* **题目详情**:
数一数下面的行里有几行含有"bird"这个词，只写出数字。

* **提取条目**:
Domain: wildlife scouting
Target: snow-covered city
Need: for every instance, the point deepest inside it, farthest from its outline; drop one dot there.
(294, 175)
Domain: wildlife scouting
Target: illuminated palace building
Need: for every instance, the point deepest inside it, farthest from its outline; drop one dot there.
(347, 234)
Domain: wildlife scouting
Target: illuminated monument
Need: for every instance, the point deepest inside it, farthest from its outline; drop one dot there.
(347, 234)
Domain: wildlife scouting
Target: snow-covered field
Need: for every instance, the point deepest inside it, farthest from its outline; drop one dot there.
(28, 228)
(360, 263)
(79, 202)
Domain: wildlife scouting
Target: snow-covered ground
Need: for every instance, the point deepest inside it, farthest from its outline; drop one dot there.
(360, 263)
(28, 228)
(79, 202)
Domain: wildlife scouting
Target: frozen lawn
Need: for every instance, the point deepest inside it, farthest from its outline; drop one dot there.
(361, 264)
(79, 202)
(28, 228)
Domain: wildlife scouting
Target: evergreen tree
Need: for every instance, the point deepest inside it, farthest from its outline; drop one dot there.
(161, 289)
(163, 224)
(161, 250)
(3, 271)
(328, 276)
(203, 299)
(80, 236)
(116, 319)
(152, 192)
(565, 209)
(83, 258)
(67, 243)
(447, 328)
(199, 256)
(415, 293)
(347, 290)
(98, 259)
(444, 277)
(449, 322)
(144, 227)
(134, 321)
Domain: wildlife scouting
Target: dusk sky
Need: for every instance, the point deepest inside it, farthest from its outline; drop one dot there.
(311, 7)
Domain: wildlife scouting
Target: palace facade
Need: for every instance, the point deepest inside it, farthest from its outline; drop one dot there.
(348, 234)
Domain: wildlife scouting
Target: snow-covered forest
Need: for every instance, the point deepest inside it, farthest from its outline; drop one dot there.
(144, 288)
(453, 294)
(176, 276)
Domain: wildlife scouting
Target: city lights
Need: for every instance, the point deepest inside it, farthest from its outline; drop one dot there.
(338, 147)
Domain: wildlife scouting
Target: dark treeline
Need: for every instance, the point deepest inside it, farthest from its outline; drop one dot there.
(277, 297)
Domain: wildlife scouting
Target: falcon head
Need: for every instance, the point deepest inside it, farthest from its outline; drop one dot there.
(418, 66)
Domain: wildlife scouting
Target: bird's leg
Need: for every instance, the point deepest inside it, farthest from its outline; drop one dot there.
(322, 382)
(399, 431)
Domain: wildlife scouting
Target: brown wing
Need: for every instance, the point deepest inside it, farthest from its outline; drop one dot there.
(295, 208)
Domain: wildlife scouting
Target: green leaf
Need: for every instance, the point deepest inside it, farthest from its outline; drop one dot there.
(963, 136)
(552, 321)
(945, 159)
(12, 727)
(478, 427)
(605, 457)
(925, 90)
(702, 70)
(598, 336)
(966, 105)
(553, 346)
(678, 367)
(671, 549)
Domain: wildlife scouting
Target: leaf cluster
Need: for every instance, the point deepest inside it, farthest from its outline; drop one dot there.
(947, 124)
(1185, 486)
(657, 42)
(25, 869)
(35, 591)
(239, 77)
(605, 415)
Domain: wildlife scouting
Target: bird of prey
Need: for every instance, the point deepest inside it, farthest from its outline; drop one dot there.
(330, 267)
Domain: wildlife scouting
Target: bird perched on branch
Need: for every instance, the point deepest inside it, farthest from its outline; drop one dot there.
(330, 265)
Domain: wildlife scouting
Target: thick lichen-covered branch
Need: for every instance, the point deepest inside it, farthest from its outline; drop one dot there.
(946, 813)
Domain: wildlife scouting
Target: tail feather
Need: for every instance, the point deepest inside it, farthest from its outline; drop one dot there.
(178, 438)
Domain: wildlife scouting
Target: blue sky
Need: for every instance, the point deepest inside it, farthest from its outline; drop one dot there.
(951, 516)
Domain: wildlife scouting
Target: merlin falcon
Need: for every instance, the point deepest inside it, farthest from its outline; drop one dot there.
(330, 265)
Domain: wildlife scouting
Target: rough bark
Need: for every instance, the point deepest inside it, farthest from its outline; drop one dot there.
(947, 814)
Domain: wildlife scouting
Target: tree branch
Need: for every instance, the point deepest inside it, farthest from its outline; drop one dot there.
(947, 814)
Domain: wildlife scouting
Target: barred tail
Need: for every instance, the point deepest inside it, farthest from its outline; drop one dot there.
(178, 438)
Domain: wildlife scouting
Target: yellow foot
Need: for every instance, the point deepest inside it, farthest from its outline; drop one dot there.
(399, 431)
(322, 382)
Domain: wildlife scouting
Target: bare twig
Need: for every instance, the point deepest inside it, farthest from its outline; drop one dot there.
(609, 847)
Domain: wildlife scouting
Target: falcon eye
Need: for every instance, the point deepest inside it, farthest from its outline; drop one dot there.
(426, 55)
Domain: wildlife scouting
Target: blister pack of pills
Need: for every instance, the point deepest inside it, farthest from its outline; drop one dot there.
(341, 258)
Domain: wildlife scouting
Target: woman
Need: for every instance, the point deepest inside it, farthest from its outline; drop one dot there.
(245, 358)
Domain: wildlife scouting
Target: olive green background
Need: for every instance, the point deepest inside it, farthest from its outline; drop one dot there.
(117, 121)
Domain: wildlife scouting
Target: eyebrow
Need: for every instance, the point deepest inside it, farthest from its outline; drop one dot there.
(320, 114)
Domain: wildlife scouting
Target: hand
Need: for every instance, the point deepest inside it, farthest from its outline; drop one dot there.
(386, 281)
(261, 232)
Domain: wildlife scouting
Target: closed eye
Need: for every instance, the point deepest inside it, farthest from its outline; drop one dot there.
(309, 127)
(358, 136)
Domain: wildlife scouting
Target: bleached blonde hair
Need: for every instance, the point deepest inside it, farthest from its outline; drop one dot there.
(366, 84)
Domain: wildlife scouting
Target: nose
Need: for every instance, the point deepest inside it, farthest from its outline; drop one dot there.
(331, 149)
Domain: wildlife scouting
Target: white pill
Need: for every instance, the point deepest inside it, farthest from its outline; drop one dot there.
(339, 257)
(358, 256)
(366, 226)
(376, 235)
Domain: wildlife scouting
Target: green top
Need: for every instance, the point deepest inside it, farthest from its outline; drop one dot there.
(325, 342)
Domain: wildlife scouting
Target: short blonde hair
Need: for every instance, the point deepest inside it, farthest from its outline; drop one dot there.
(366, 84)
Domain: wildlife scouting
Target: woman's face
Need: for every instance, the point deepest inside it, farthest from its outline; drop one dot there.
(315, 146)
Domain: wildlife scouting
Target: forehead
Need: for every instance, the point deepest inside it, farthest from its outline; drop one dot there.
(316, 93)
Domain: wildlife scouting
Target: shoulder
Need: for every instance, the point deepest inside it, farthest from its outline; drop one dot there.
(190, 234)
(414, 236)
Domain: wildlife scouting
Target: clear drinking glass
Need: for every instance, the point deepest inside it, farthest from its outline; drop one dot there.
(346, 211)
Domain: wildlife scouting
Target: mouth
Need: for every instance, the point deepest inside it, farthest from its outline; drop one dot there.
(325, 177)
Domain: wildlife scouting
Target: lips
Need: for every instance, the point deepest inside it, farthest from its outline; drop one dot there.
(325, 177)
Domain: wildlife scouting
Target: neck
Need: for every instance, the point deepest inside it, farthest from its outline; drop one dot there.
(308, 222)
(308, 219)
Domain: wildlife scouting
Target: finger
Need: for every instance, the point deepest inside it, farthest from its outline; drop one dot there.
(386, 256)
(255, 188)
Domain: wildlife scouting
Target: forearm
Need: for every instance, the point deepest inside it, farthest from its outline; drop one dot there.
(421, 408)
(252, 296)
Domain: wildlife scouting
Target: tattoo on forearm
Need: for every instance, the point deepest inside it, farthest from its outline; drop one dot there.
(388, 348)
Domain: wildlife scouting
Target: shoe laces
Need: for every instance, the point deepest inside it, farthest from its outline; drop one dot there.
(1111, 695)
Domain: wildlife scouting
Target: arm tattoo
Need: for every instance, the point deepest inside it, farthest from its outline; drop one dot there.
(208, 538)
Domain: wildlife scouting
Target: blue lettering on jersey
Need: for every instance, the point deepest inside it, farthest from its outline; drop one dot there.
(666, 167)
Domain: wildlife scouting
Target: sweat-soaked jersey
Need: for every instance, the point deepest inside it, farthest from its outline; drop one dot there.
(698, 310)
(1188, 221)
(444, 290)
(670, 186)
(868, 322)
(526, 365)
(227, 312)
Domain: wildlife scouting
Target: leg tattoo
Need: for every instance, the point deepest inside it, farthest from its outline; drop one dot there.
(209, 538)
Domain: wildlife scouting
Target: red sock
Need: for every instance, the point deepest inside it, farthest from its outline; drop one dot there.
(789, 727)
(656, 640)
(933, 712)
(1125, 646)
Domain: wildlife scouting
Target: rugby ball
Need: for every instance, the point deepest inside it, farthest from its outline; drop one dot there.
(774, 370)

* **已完成练习**:
3